= About this exercise =
Write out the entries exactly, leaving out every picture.

*** Opening Supplied entries ***

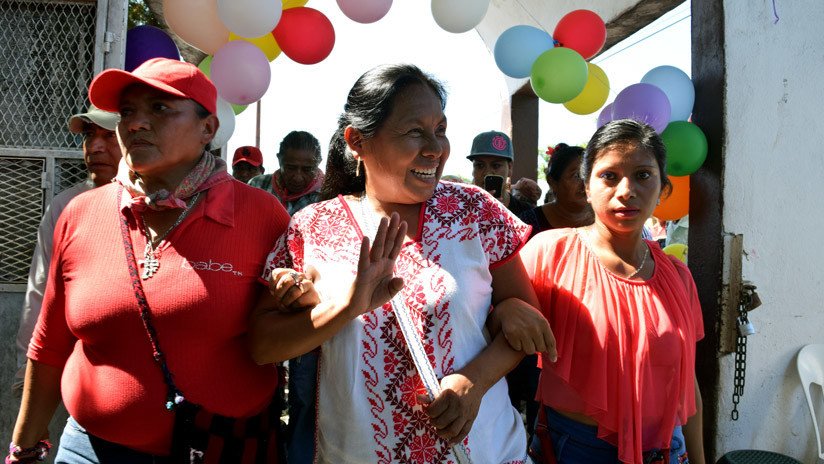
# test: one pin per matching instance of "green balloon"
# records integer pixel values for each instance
(559, 75)
(206, 67)
(686, 148)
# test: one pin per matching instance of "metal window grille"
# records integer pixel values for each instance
(68, 172)
(49, 51)
(46, 64)
(20, 180)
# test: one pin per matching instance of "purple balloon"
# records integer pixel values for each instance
(147, 42)
(643, 102)
(606, 115)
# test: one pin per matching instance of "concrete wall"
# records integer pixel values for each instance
(773, 194)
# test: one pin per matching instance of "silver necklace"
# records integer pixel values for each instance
(367, 219)
(643, 261)
(584, 234)
(150, 262)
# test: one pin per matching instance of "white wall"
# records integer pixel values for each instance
(773, 193)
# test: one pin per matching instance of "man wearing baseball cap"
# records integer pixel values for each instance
(491, 155)
(247, 163)
(101, 154)
(152, 289)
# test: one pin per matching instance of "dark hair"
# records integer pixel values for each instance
(560, 158)
(300, 140)
(368, 105)
(627, 132)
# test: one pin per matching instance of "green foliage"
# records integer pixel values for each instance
(140, 14)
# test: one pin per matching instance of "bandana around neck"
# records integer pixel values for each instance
(209, 171)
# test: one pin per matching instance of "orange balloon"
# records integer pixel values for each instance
(677, 205)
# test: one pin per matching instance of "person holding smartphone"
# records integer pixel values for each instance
(492, 157)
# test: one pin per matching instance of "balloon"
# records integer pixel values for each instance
(146, 42)
(250, 18)
(365, 11)
(226, 117)
(686, 148)
(266, 43)
(678, 87)
(595, 92)
(583, 31)
(559, 75)
(643, 102)
(206, 66)
(677, 204)
(305, 35)
(240, 72)
(606, 115)
(679, 250)
(197, 23)
(518, 47)
(458, 16)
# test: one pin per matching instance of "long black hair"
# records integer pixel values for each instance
(628, 132)
(368, 105)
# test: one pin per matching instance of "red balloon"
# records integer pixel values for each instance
(305, 35)
(583, 31)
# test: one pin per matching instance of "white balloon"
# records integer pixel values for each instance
(250, 18)
(226, 118)
(458, 16)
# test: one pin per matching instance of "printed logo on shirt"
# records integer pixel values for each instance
(210, 266)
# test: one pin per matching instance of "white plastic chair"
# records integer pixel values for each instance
(811, 370)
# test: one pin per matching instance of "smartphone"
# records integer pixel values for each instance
(494, 185)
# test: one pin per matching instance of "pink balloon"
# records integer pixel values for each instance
(365, 11)
(240, 72)
(605, 116)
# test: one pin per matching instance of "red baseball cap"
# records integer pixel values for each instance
(175, 77)
(249, 154)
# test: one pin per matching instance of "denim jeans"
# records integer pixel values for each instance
(578, 443)
(303, 379)
(79, 447)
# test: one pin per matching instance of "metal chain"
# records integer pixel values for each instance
(740, 354)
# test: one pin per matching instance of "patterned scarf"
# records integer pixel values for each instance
(285, 196)
(208, 172)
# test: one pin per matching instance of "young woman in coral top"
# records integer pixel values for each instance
(625, 315)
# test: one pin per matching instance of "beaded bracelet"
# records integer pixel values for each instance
(36, 453)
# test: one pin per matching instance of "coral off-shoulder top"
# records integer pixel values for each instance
(626, 348)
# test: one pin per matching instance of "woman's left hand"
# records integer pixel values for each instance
(454, 410)
(293, 290)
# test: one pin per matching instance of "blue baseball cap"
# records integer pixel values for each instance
(492, 143)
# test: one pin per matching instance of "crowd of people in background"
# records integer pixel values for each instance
(384, 311)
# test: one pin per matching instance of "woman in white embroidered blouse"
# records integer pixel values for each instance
(458, 263)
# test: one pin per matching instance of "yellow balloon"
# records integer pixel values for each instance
(679, 250)
(293, 3)
(594, 95)
(266, 43)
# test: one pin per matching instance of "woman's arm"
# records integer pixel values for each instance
(41, 394)
(694, 430)
(454, 410)
(277, 336)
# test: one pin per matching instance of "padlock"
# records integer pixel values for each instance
(745, 328)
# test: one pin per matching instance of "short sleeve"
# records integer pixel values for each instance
(287, 253)
(502, 233)
(52, 341)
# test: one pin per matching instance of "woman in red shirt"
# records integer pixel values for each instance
(626, 318)
(200, 238)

*** Closing Supplied entries ***

= Solution to this exercise =
# test: one pin per matching instance of "green balloon"
# records integer pixel values for each instance
(559, 75)
(206, 67)
(686, 148)
# test: one pin per matching instance of "metal window grille"
# records integer pixel values for each instance
(68, 172)
(49, 51)
(46, 64)
(20, 180)
# test: one pin per matching instance of "purple balloon"
# records integer pixel values for each instance
(147, 42)
(643, 102)
(606, 115)
# test: one pin per matching instance of "concrete wall"
# records integer pixel values for each instance
(773, 194)
# test: one pin per matching instance of "silver necklace"
# records integer pixel values for each instance
(367, 219)
(643, 261)
(584, 234)
(150, 262)
# test: one pin per matching instance of "white wall"
# records integer pixel values for each instance
(773, 193)
# test: one pin per matching instance of "man wearing baseball cap"
# records integer pixel values for each instance
(491, 155)
(247, 163)
(101, 154)
(152, 289)
# test: one pin per matching instance of "dark hair"
# records integer pixel values for each instance
(560, 158)
(300, 140)
(368, 105)
(627, 132)
# test: one pin per matching instance of "green foliage"
# records integer pixel values for each instance
(140, 14)
# test: one pin per matching instance of "bandana around neck"
# records integer pixel values for each instance
(209, 171)
# test: one pin per matching instance of "orange balloon"
# records integer pixel values for each instance
(677, 205)
# test: one pin per matching instance of "person holding smartphone"
# records integer pixel values for each instance
(492, 157)
# test: one pin per matching instance of "balloon"
# records integer pixel values for each instance
(146, 42)
(250, 18)
(365, 11)
(226, 117)
(686, 148)
(266, 43)
(678, 87)
(595, 92)
(583, 31)
(559, 75)
(643, 102)
(206, 66)
(677, 204)
(305, 35)
(240, 72)
(606, 115)
(679, 250)
(197, 23)
(518, 47)
(458, 16)
# test: one pin per matching instance of "long black hair"
# records integer pixel values for each instance
(628, 132)
(368, 105)
# test: one pin per matching instance of "red balloon"
# records integer pixel values for each instance
(305, 35)
(583, 31)
# test: one pin per matching instance of "white balloon"
# records integer pixel values for each instance
(250, 18)
(226, 118)
(458, 16)
# test: one pin per matching instance of "printed logo on shirt"
# records integer pixel values for each instance
(210, 266)
# test: one pin per matching instance of "white plastic chair"
# records integer pixel values for each instance
(811, 370)
# test: one pin per matching instance of "smartphone"
# records integer pixel values for each instance
(494, 185)
# test: one pin per matching instance of "pink balloon"
# records integer pixel values for each instance
(365, 11)
(240, 72)
(605, 116)
# test: one pin per matching instance of "red baseball cap"
# records integer pixel values for each instance
(175, 77)
(249, 154)
# test: one pin per matching instance of "denim jeans"
# records integer pixel values for each instance
(578, 443)
(303, 379)
(79, 447)
# test: one pin per matching instance of "metal chain"
# records integer pixel values for each instance
(740, 354)
# test: one pin per matching instance of "patterned scarf"
# records integer pixel values for each instance
(285, 196)
(208, 172)
# test: one pin per matching instance of "young woman in coral top"
# records integer pixel values for each instance
(625, 315)
# test: one pin per matching instance of "beaded bracelet"
# records integer pixel values for each instance
(36, 453)
# test: one pin per matching instance of "coral off-shoulder top"
# records integer pixel values for each instance
(626, 348)
# test: one pin per matching instance of "woman's left hand"
# records integer pixel values for each instance
(454, 410)
(293, 290)
# test: one pin per matching instance of "blue baseball cap"
# records integer pixel values for each instance
(492, 143)
# test: one pin per matching instance of "crowd of people in background"
# records integer pixel values for each instance
(384, 311)
# test: one pin per matching instance of "woman in white embroidered blouse"
# records integer pixel values for each instance
(458, 263)
# test: one pin per matching instance of "yellow balloon"
# records integer pixel values for each instance
(679, 250)
(293, 3)
(594, 95)
(266, 43)
# test: one pin per matching instance of "woman's arm"
# records integer pixel values for each instance
(41, 394)
(694, 430)
(454, 410)
(277, 336)
# test: one pin per matching instance of "padlock"
# records integer pixel values for each instance
(745, 328)
# test: one pin per matching instance of "short sleeve"
# records integer pixel values for each instance
(287, 253)
(502, 233)
(52, 341)
# test: one pin per matching instance of "woman in red shirt"
# records integer pixel values for each instance
(626, 318)
(200, 238)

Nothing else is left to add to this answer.